*WORK TO DO:*
Quote the records word for word, beginning at the line that has "ponytail**? Each instance should receive its own outline." and ending at the final line of the records.

----------------------------------------

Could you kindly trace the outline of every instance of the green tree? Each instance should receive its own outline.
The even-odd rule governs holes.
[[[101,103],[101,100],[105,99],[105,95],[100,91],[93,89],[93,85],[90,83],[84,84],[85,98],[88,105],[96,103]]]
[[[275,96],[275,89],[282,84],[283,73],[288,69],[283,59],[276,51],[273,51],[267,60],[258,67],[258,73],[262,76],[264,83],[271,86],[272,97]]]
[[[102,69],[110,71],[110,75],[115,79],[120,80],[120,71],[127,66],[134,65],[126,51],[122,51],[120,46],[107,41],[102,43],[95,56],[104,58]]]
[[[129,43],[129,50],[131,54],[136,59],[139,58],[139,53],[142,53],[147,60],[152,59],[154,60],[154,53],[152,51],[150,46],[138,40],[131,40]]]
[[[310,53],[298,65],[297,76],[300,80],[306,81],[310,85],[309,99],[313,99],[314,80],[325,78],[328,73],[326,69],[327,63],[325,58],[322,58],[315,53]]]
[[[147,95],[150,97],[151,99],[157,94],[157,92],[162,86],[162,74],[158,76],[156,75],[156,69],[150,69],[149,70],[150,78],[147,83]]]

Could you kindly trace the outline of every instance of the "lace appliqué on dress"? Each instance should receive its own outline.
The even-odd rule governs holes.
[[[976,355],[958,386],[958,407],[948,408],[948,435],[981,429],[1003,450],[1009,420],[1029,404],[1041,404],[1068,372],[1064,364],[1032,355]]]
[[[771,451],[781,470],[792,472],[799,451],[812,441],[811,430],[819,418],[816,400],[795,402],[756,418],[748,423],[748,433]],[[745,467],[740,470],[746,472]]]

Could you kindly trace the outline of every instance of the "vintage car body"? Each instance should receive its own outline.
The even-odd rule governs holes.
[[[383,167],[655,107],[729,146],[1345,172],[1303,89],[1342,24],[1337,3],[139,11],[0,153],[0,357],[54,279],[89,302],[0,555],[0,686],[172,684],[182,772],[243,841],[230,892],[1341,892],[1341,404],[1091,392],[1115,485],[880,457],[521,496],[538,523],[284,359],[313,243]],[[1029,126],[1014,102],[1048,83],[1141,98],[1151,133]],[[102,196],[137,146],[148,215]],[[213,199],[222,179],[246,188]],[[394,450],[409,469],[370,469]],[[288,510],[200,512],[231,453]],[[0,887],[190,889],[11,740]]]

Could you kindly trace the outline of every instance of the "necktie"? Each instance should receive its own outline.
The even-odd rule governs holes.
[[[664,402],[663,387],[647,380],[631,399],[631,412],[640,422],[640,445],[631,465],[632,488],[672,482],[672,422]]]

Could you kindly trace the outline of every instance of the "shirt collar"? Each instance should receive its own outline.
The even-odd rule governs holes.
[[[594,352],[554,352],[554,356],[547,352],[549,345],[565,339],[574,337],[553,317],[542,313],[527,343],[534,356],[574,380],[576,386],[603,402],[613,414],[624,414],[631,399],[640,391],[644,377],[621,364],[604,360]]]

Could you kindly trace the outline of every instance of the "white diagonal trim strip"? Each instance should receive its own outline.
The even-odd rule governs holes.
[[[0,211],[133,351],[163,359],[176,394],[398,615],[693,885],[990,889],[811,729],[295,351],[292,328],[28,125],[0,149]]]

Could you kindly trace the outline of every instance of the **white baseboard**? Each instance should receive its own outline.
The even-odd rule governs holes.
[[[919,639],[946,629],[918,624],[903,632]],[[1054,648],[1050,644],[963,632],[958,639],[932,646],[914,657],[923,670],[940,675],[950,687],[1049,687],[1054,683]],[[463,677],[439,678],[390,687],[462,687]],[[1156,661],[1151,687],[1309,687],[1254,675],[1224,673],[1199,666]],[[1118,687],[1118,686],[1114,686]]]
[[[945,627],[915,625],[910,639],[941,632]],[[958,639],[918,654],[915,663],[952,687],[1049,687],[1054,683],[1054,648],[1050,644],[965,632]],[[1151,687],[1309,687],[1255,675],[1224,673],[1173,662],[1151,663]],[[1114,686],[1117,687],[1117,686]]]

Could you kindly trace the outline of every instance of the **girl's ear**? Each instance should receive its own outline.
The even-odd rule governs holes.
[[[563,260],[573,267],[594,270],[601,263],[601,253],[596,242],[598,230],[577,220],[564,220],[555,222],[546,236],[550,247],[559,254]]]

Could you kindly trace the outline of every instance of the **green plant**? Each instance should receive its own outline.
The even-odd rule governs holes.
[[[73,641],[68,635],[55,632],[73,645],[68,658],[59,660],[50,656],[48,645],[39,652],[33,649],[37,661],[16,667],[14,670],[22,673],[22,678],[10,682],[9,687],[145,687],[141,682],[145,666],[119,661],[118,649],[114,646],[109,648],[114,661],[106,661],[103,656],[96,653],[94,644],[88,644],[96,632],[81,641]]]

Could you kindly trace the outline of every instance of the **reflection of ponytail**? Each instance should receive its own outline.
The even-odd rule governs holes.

----------------------------------------

*EXPECTED ANSWER:*
Could you kindly trace the outline of every instance of the **reflection of ponytail**? Each instance should receive its own outline.
The even-odd rule governs holes.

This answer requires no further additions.